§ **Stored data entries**
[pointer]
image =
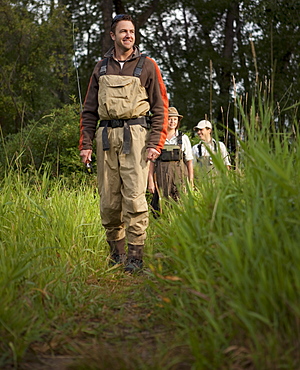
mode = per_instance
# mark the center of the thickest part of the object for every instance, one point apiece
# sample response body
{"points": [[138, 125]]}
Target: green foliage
{"points": [[36, 62], [52, 140], [230, 256]]}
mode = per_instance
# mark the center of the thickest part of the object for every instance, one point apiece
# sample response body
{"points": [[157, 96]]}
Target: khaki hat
{"points": [[174, 113], [203, 124]]}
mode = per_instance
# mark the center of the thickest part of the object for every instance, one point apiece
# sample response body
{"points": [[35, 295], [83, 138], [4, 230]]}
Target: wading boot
{"points": [[117, 252], [135, 258]]}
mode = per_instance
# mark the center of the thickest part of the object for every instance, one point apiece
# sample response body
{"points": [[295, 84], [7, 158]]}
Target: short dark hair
{"points": [[118, 18]]}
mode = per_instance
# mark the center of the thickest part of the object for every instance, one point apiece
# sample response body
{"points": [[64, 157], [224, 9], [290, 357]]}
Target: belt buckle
{"points": [[117, 123]]}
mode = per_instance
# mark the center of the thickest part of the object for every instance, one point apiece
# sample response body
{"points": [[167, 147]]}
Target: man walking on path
{"points": [[123, 88], [207, 145]]}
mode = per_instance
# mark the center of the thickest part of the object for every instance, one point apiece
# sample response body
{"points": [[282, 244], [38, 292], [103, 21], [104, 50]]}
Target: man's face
{"points": [[204, 134], [173, 122], [124, 36]]}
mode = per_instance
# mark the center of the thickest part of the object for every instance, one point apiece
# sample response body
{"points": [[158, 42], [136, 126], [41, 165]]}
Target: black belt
{"points": [[127, 134]]}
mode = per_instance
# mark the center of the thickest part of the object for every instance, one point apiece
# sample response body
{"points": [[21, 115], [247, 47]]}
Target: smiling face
{"points": [[124, 36]]}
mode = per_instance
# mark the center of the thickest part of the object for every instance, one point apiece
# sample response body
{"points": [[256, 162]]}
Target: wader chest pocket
{"points": [[172, 154]]}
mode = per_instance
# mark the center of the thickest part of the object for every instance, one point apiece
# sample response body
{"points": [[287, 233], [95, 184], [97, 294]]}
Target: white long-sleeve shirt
{"points": [[212, 145]]}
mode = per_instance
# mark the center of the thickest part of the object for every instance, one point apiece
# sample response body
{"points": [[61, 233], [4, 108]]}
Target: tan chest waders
{"points": [[122, 102]]}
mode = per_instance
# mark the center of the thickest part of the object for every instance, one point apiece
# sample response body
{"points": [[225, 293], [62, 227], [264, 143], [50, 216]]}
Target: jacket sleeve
{"points": [[89, 116], [159, 103]]}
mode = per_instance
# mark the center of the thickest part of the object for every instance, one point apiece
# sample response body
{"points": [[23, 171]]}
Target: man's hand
{"points": [[86, 155], [152, 154]]}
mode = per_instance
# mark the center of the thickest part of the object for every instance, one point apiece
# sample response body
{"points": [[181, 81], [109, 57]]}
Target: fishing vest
{"points": [[172, 152], [206, 160]]}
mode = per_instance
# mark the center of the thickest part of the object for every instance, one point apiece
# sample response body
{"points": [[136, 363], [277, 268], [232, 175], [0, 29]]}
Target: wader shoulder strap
{"points": [[199, 150], [136, 73], [103, 67], [139, 67], [179, 139]]}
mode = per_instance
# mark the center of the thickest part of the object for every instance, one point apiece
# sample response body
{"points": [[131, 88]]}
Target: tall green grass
{"points": [[51, 240], [231, 256]]}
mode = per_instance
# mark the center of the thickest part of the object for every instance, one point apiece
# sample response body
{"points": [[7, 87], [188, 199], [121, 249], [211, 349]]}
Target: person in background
{"points": [[168, 174], [125, 85], [201, 153]]}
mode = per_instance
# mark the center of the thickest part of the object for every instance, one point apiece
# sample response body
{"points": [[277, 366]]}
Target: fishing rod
{"points": [[76, 68]]}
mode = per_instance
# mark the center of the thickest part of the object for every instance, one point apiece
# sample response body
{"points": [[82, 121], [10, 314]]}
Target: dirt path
{"points": [[130, 331]]}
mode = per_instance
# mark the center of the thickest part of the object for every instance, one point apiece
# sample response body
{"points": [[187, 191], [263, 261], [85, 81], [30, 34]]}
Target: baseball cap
{"points": [[203, 124]]}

§ **DESCRIPTION OF THE TASK**
All of the data above should be quoted exactly, except for the pictures.

§ **REPLY**
[pointer]
image =
mode = per_instance
# mark the center of the thickest part of the object for every instance, one point apiece
# sample response body
{"points": [[138, 125]]}
Target: green foliage
{"points": [[36, 62], [52, 140], [230, 256]]}
mode = per_instance
# mark the center of the thickest part of the object for every instance, one point apiece
# sample response body
{"points": [[157, 96]]}
Target: khaki hat
{"points": [[174, 113], [203, 124]]}
mode = per_instance
# mark the center of the thickest part of the object for every instance, one point apiece
# sample response body
{"points": [[35, 295], [83, 138], [4, 230]]}
Target: wading boot
{"points": [[117, 252], [135, 258]]}
mode = per_instance
# mark the center of the thickest part of the object for every instance, one point apiece
# sample response body
{"points": [[295, 84], [7, 158]]}
Target: short dark hair
{"points": [[118, 18]]}
mode = per_instance
# mark the center of the thickest part of the object for every instance, one point apiece
# sample response body
{"points": [[64, 157], [224, 9], [290, 357]]}
Target: belt buckle
{"points": [[117, 123]]}
mode = per_instance
# mark the center of the thickest part of the object for every instance, one point apiece
# sample response body
{"points": [[167, 147]]}
Target: man walking on path
{"points": [[123, 88], [207, 145]]}
mode = per_instance
# mark the center of the thickest part of the object for every instance, one point apiece
# sample response body
{"points": [[282, 244], [38, 292], [103, 21], [104, 50]]}
Target: man's face
{"points": [[204, 134], [173, 122], [124, 36]]}
mode = per_instance
# mark the center of the thickest part of the object for every instance, one point apiece
# sample response body
{"points": [[158, 42], [136, 126], [41, 165]]}
Target: black belt
{"points": [[127, 134]]}
mode = per_instance
# mark the center of the thickest part of the object for every instance, one point apiece
# sample response body
{"points": [[21, 115], [247, 47]]}
Target: smiling face
{"points": [[124, 36]]}
mode = per_instance
# mark the center of the thickest part of the object for every instance, one point apiece
# sample response body
{"points": [[256, 162]]}
Target: wader chest pocket
{"points": [[172, 154]]}
mode = per_instance
# mark the center of the thickest part of the object for every instance, one point apiece
# sample response body
{"points": [[287, 233], [95, 184], [97, 294]]}
Target: white long-sleeve shirt
{"points": [[212, 145]]}
mode = per_instance
# mark the center of the thickest part of the object for every instance, one point apiece
# sample response body
{"points": [[61, 233], [4, 108]]}
Target: tan chest waders
{"points": [[122, 102]]}
mode = per_instance
# mark the center of the thickest part of the object for every instance, one point apiece
# sample response body
{"points": [[225, 293], [62, 227], [264, 143], [50, 216]]}
Target: jacket sleeve
{"points": [[89, 116], [159, 103]]}
mode = per_instance
# mark the center of the thickest part of the object for every instance, one point apiece
# sample response body
{"points": [[23, 171]]}
Target: man's hand
{"points": [[86, 155], [152, 154]]}
mode = per_instance
# mark the center of the thickest part of the object for every instance, one point apiece
# sample response body
{"points": [[181, 81], [109, 57]]}
Target: fishing vest
{"points": [[172, 152], [206, 160]]}
mode = per_instance
# mark the center of the thickest part of the object for every instance, one point apiece
# sample response body
{"points": [[136, 363], [277, 268], [232, 175], [0, 29]]}
Target: wader shoulder strap
{"points": [[199, 150], [136, 73], [103, 67], [139, 67], [179, 139]]}
mode = per_instance
# mark the center of the thickest part of the object for every instance, one point apiece
# sample response body
{"points": [[131, 88]]}
Target: tall green grass
{"points": [[51, 240], [231, 256]]}
mode = per_instance
# mark the center of the thickest part of the object for every instance, one point apiece
# sample response body
{"points": [[7, 87], [188, 199], [121, 249], [211, 349]]}
Target: person in background
{"points": [[168, 174], [125, 85], [201, 153]]}
mode = per_instance
# mark the center of the thickest part of the object for every instance, one point apiece
# sample response body
{"points": [[277, 366]]}
Target: fishing rod
{"points": [[76, 68]]}
mode = per_instance
# mark the center of the thickest part of the object for every instance, one point apiece
# sample response body
{"points": [[82, 121], [10, 314]]}
Target: dirt path
{"points": [[130, 331]]}
mode = per_instance
# mark the center of the thickest part of the object for every instance, one point apiece
# sample response body
{"points": [[187, 191], [263, 261], [85, 81], [30, 34]]}
Target: baseball cap
{"points": [[203, 124]]}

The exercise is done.